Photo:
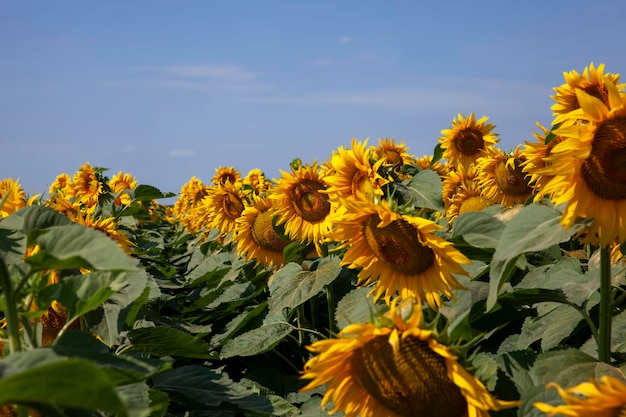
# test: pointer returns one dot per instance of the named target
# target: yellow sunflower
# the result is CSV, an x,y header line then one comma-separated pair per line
x,y
256,238
256,181
392,153
396,369
534,154
467,140
350,172
220,209
425,162
502,179
120,183
604,398
63,185
87,186
589,167
227,174
593,81
397,252
14,197
302,203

◇ ◇ ◇ ◇ ◇ ◇ ◇

The answer consists solely of the lines from the one containing "# target: yellow sunflower" through the last line of the data above, reproduced exactly.

# target: yellow sunflower
# the result is CSV, an x,y header line then one comma-separated pair per line
x,y
256,238
256,181
392,153
396,369
534,154
467,140
350,172
220,209
425,162
502,179
120,183
604,398
63,185
87,186
589,167
227,174
593,81
397,252
14,197
302,203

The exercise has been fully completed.